● **Quoted text**:
Like I wrote above: afs_syscall() and a bunch of others are listed in system call tables in kernel but are not implemented. My code ignores them.

Ack. That's on my todo list :)

drakenclimber avatar Feb 19 '25 19:02 drakenclimber

It looks like syscalls are typically added to the end of the list, but is this always true? And will it always be true in the future? And what about long-term stable kernels?

A lot of work went into unifying the syscall tables for newer syscalls a few years ago. For all future syscalls (barring a few esoteric architectures) the syscall numbers will match between architectures and so any holes should be expected to be kept (except maybe for arch-specific syscalls, I don't know if there's a proper policy around that).

For completeness though, it might be necessary to have a more complicated rule. In runc we just do the hacky solution, which is okay in general but is not theoretically correct.

cyphar avatar Feb 28 '25 10:02 cyphar

Changes for v4:

  • Add handling for special syscalls like afs_syscall() in scmp_populate_syscalls_csv.py
  • Fix a bug in scmp_populate_syscalls_csv.py where it wasn't handling x32 read() properly
  • Regenerate syscalls.csv with this new info
  • All automated tests now pass :)

I think this is ready for more in-depth review

Discussion

  • ~Should we support every architecture from the start?~
    • ~This patchset only adds kernel versions for x86, [x86_64] (https://github.com/seccomp/libseccomp/commit/e2b42b6a159d23df97e4da4098ea7ac7f8eb99f9), and x32. They have had a consistent syscall.tbl since 2015 (kernel version 4.0), so they were an easy initial candidate to prove out the logic. I would prefer to support all architectures from the start, but I'm not certain how easy/hard it will be to flesh out the remainder of syscalls.csv~
  • ~libseccomp has been around since kernel version 3.7.10 or so. Do we need to go that far back with our kernel version table?~
    • ~This patchset only goes back to 2015 (linux kernel version 4.0)~
    • Patch ~55bf2ea~ ~b424f57~ 6f34216db56cdcf3b3e7d4086fdf339d3d7cc369 now lists kernel versions all the way back to kernel v3.0
  • One thing that has kept me up at night with this patchset - did I get the correct kernel versions in which a syscall was added?
    • ~I wrote a simple Python script to populate the x86-ish syscall kernel versions, and I'm reasonably confident the numbers are right, but "reasonably confident" is insufficient when security is concerned. @hrw has written a tool to determine syscall kernel versions, and it could be used to populate our table (or perhaps verify my numbers)~
    • Patch ~005280d~ ~9b285ef~ 22854ce7fd39e780e9832c705ce4bc76898e53ae uses the syscalls-table tool to populate syscalls.csv. libseccomp's kernel versions (prior to this patch) ~align very, very closely to the output from the syscalls-table tool with the exception of x32~ now match to the best of my knowledge.
      • Here's a side-by-side diff of before and after this patchset (v4)

[Data listing]
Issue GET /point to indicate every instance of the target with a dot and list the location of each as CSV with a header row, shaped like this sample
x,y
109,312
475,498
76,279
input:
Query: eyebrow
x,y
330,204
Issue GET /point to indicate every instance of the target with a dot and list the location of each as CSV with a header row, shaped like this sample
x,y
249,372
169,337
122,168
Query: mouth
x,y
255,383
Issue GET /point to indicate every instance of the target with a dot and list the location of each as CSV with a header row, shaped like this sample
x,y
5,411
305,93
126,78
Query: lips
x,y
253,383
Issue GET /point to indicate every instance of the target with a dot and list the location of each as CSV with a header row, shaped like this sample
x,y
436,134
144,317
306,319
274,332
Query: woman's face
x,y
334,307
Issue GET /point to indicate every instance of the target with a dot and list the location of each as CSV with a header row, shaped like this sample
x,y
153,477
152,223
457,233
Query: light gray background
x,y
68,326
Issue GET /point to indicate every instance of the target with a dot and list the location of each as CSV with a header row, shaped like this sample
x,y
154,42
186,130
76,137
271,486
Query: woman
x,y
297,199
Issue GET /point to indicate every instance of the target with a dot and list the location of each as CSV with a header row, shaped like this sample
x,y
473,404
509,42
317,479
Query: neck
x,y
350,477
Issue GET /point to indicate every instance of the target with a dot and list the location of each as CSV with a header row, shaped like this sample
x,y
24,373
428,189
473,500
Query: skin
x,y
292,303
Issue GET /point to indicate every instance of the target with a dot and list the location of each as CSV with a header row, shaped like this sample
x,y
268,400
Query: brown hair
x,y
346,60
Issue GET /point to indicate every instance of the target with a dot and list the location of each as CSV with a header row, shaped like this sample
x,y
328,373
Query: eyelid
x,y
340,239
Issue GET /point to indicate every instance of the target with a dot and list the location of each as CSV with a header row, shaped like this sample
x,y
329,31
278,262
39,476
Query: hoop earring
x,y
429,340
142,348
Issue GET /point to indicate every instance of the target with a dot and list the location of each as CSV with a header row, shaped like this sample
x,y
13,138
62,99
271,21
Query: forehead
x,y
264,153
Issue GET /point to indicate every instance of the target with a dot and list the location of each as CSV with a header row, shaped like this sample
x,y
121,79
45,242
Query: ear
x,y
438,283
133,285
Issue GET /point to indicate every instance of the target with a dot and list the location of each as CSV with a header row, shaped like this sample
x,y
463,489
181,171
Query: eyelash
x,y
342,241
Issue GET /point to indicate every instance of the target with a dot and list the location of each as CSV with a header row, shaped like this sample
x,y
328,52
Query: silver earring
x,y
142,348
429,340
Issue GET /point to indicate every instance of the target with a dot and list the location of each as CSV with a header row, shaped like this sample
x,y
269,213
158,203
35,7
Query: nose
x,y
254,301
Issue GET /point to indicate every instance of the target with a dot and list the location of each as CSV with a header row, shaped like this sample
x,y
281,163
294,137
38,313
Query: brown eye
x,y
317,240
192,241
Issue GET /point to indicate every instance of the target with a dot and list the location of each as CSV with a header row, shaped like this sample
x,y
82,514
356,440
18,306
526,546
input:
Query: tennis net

● **Your tasks**:
1. In the syscall thread, why were x86, x86_64, and x32 an easy first choice for the kernel-version patchset? Answer in one to three sentences.
2. Please reproduce the stretch of the syscall thread from "For completeness though, it" through "not theoretically correct.".

● **Task responses**:
1. Those three architectures have had a consistent syscall.tbl since 2015 (kernel version 4.0). That made them an easy initial candidate for proving out the logic.

2.
For completeness though, it might be necessary to have a more complicated rule. In runc we just do the hacky solution, which is okay in general but is not theoretically correct.